#### MATERIAL SUPPLIED
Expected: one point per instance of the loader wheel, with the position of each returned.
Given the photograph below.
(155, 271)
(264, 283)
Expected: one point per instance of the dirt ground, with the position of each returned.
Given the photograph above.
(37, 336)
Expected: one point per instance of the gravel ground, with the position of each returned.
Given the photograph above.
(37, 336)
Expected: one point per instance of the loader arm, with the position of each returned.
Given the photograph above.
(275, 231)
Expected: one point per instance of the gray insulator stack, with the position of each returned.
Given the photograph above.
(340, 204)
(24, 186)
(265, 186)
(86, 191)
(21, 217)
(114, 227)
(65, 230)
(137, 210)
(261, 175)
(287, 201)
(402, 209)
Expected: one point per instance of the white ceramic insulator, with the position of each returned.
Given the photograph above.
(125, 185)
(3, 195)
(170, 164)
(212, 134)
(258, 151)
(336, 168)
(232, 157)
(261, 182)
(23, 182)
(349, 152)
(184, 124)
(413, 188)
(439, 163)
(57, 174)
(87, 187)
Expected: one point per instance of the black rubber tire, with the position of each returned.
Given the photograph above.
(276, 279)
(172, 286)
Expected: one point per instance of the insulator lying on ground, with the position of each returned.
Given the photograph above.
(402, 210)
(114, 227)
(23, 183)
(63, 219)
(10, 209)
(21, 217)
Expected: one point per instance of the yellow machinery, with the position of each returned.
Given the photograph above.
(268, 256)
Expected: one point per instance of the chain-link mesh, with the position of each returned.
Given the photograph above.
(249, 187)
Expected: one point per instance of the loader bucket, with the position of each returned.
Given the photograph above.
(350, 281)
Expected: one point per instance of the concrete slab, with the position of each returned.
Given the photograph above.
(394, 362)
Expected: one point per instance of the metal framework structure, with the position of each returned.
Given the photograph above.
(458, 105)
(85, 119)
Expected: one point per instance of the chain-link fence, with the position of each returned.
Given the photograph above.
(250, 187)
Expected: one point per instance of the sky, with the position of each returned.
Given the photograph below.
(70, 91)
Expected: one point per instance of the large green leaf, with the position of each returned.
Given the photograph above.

#### WHAT YOU HAVE TO DO
Reproduce every one of the rows above, switching each occurrence of "Expected" to "Required" and keeping everything else unchanged.

#### EXERCISE OUTPUT
Required: one point per instance of the loader wheel, with the position of each returned.
Given the photograph below.
(155, 271)
(264, 283)
Required: one point per instance of the dirt ground, with the position of each returned.
Given the photograph above.
(37, 336)
Required: one point per instance of the gravel ground, with the position of each returned.
Given the photograph above.
(37, 336)
Required: one point per instance of the loader arm, with the position of each returned.
Given the photograph above.
(275, 231)
Required: one point per instance of the gray insulator stack, with the position of each returned.
Given the photograph above.
(340, 204)
(24, 186)
(265, 186)
(86, 191)
(21, 217)
(114, 227)
(65, 230)
(137, 210)
(261, 175)
(287, 201)
(402, 209)
Required: one point per instance of the white ceramic insulator, with the position of each returned.
Given the photograph above.
(125, 185)
(3, 195)
(170, 164)
(212, 134)
(258, 151)
(336, 168)
(232, 157)
(261, 182)
(23, 182)
(349, 152)
(184, 124)
(413, 188)
(439, 163)
(57, 174)
(87, 187)
Required: one point per instance of the black rubber tire, with the position of each returned.
Given the photograph above.
(276, 279)
(172, 286)
Required: one point per instance of the insulator lying on ground, with the position of each returned.
Given the photograph above.
(402, 210)
(114, 227)
(23, 183)
(63, 219)
(10, 209)
(21, 217)
Required: one point per instance of the yellow machinery, with the position of each returned.
Given the photograph above.
(268, 256)
Required: one point per instance of the chain-link mesh, with the position of each returned.
Given the photograph above.
(249, 187)
Required: one point per instance of the loader bucket, with the position of each returned.
Given the photograph above.
(350, 281)
Required: one point per instance of the concrete slab, with the position of each returned.
Given the photograph above.
(394, 362)
Required: one point per instance of the metal framework structure, with the position of each returned.
Given the photograph above.
(458, 105)
(85, 119)
Required: one point per instance of the chain-link fence, with the position of each returned.
Given the photograph above.
(250, 187)
Required: one point per instance of the sky, with the position of each returned.
Given the photograph below.
(70, 91)
Required: one point per instance of the large green leaf, with the position of each returned.
Given the photograph above.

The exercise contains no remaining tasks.